**AIM OF THE TASK:**
Each entry, in full: reproduce it exactly.

**DATA:**
--- START ---

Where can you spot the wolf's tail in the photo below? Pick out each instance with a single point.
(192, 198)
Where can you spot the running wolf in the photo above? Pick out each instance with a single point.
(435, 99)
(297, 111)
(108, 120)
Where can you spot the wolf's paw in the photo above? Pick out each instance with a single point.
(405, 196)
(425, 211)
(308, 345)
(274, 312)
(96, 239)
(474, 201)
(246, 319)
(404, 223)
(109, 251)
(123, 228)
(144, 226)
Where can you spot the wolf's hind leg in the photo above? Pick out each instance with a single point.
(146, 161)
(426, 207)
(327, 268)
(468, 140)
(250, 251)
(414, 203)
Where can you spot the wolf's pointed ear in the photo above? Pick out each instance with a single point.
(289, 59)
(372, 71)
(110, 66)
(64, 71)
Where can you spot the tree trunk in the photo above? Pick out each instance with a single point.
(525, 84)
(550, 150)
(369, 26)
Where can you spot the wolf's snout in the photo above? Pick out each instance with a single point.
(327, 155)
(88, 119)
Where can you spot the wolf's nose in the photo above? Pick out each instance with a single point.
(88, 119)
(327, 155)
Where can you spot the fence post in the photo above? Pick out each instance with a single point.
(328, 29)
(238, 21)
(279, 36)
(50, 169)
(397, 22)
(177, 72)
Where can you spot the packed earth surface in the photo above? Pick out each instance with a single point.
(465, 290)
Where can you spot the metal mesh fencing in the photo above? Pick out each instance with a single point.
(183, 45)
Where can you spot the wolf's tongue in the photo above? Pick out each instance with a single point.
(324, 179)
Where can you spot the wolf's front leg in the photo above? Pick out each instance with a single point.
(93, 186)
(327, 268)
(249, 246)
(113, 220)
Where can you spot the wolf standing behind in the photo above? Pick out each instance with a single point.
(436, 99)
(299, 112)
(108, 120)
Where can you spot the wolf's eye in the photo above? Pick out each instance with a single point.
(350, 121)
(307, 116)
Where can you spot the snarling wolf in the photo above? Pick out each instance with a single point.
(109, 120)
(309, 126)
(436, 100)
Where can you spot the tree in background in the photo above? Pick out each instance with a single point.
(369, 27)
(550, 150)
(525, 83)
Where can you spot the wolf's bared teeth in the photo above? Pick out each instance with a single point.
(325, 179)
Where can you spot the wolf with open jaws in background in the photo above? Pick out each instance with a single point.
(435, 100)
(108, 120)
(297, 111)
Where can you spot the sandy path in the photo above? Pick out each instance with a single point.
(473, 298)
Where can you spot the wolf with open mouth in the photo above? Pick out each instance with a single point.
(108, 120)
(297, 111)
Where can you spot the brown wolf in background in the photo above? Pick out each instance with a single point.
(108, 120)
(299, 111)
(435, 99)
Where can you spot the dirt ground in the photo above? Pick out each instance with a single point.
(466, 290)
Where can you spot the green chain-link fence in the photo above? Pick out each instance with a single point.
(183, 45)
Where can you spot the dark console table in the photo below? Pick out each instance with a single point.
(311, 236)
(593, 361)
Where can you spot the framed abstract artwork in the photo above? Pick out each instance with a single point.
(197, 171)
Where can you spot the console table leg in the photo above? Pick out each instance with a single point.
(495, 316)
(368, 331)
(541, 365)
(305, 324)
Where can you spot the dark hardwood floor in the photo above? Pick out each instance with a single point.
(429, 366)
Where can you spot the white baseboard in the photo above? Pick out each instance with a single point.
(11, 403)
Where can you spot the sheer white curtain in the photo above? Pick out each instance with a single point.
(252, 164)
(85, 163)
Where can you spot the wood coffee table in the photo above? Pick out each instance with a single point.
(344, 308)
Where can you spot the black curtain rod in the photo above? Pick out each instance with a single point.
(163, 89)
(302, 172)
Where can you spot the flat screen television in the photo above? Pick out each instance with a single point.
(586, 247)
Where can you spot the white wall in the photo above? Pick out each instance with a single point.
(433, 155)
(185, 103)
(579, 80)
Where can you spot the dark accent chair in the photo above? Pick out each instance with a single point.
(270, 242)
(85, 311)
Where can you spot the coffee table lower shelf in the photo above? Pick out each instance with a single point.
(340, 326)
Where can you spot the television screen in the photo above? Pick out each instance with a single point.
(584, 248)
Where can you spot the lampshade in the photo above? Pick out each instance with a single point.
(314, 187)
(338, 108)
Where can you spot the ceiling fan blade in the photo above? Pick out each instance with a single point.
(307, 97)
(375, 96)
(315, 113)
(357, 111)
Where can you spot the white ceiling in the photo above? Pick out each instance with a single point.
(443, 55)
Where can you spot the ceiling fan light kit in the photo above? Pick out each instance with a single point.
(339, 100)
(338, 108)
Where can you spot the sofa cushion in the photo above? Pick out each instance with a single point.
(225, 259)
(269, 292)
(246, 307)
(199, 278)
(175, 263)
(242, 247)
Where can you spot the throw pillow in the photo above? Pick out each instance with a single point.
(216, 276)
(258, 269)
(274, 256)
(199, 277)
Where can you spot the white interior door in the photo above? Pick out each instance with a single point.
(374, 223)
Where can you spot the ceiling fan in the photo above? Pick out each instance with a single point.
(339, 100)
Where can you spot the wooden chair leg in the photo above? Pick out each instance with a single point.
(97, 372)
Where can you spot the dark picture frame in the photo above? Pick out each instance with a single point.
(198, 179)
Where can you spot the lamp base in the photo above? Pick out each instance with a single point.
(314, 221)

--- END ---

**EXPECTED ANSWER:**
Where can you spot the wolf's tail in the photo below? Pick out each instance with a single point.
(192, 198)
Where can you spot the running wolf in the photo above? Pick out each instance with a single point.
(435, 99)
(297, 111)
(108, 120)
Where can you spot the wolf's paw in the photo above? Pick out each instance with a single point.
(405, 196)
(425, 211)
(308, 345)
(274, 312)
(96, 239)
(474, 201)
(246, 319)
(404, 223)
(109, 251)
(123, 228)
(144, 226)
Where can you spot the wolf's hind leg in the photo above? Pick out each instance with a single point.
(146, 161)
(426, 207)
(327, 268)
(468, 140)
(250, 251)
(414, 203)
Where can you spot the wolf's pointed ear in the photo above? Pick out each instance with a single point.
(289, 59)
(372, 71)
(110, 66)
(64, 71)
Where can you spot the tree trunk in the photo above? Pick out each instance with a single point.
(525, 84)
(550, 150)
(369, 26)
Where can you spot the wolf's snout in the photo above? Pick out each instance with a single point.
(327, 155)
(88, 119)
Where can you spot the wolf's nose in the photo above? Pick out each instance with a single point.
(88, 119)
(327, 155)
Where can you spot the fence post in the photo above? Pick out each instance with a single point.
(328, 29)
(238, 21)
(279, 36)
(50, 169)
(397, 22)
(177, 72)
Where can you spot the packed earth surface in the photo above? Pick out each instance with a single point.
(465, 290)
Where can you spot the metal mesh fencing in the photo above? Pick out each instance with a single point.
(183, 45)
Where can you spot the wolf's tongue in the photo above? Pick out each instance with a single point.
(324, 179)
Where can you spot the wolf's front leg in the photo above? Pick out each instance with a single point.
(93, 186)
(327, 268)
(249, 246)
(113, 220)
Where can you spot the wolf standing behind in the photo above? Pick out each instance with a single point.
(436, 99)
(299, 112)
(108, 120)
Where can you spot the wolf's eye in the photo above? Pick out each instance with a single point.
(350, 121)
(307, 116)
Where can you spot the snarling wolf in the photo above? Pick out each instance with a single point.
(109, 120)
(309, 126)
(436, 100)
Where can you spot the tree in background in the photo above? Pick out each instance with a single point.
(369, 27)
(550, 150)
(525, 83)
Where can you spot the wolf's bared teeth in the photo above? Pick out each instance with a single point.
(325, 179)
Where can you spot the wolf with open jaws in background in the photo above? Pick out each instance with a single point.
(435, 100)
(108, 120)
(297, 111)
Where can you spot the sandy path in the photo above? Pick out each instance with a single point.
(473, 298)
Where can you spot the wolf with open mouth in the photo above? Pick out each instance with a single point.
(108, 120)
(297, 111)
Where can you spot the brown wolf in background in the photo above? Pick out each instance with a single point.
(108, 120)
(299, 111)
(435, 99)
Where can you spot the dirt ground in the photo above? Pick out each instance with a single point.
(466, 290)
Where can you spot the green chain-link fence in the photo above? Pick out each instance with a single point.
(183, 45)
Where can you spot the dark console table in the photo below? Pick out each instance with a single point.
(311, 236)
(593, 361)
Where can you spot the framed abstract artwork in the photo above? Pick out each instance with a single point.
(197, 171)
Where can you spot the console table leg in the photo above? Pick out each instance with a single point.
(495, 316)
(368, 331)
(541, 365)
(305, 324)
Where can you spot the dark hardwood floor in the photo above? Pick out each instance with a single point.
(429, 366)
Where can you spot the white baseboard in the photo above? Pick out each instance with a single point.
(11, 403)
Where can you spot the sheer white curtain in the photo above? Pick out each instance with a single point.
(252, 164)
(85, 163)
Where can you spot the wood coffee table in the photo above? Pick out each instance with a single point.
(344, 308)
Where can you spot the black curtain rod in the photo above? Pick out each instance with a single point.
(163, 89)
(302, 172)
Where can you spot the flat screen television in the photo above? Pick out each instance with a single point.
(586, 247)
Where can you spot the white wall in the photo above? Pick out each instance with a single point.
(433, 155)
(185, 103)
(579, 80)
Where can you spot the dark accent chair in the photo above? Pick out each instance with a single point.
(270, 242)
(85, 311)
Where can you spot the coffee table lower shelf in the photo above? Pick out each instance with a single point.
(340, 326)
Where can you spot the television screen in the photo above? Pick out each instance with a single point.
(584, 248)
Where can you spot the lampshade in the photo above? Pick out each instance with a single point.
(314, 187)
(338, 108)
Where can you spot the ceiling fan blade in the photo above? Pick out each instance with a single point.
(307, 97)
(375, 96)
(315, 113)
(357, 111)
Where can you spot the white ceiling in the photo above? Pick out each instance with a single point.
(443, 55)
Where can you spot the ceiling fan light kit in the photo above? Pick out each instance with a single point.
(339, 100)
(338, 108)
Where can you spot the sofa cushion in the photo above? Pick out each instance with a single point.
(225, 259)
(269, 292)
(246, 307)
(199, 278)
(175, 263)
(242, 247)
Where can you spot the throw pillow in the photo above? Pick out each instance with a single point.
(216, 276)
(258, 269)
(274, 256)
(199, 277)
Where can you spot the white interior door in the photo above? Pick out each instance with a single point.
(374, 223)
Where can you spot the ceiling fan in the photo above? Pick out each instance with a single point.
(339, 100)
Where can you spot the wooden chair leg in the photo above? Pick out each instance with a single point.
(97, 372)
Where can you spot the dark picture frame in the photo above? Pick out each instance with a single point.
(198, 179)
Where can you spot the lamp base in the photo above? Pick out each instance with a single point.
(314, 221)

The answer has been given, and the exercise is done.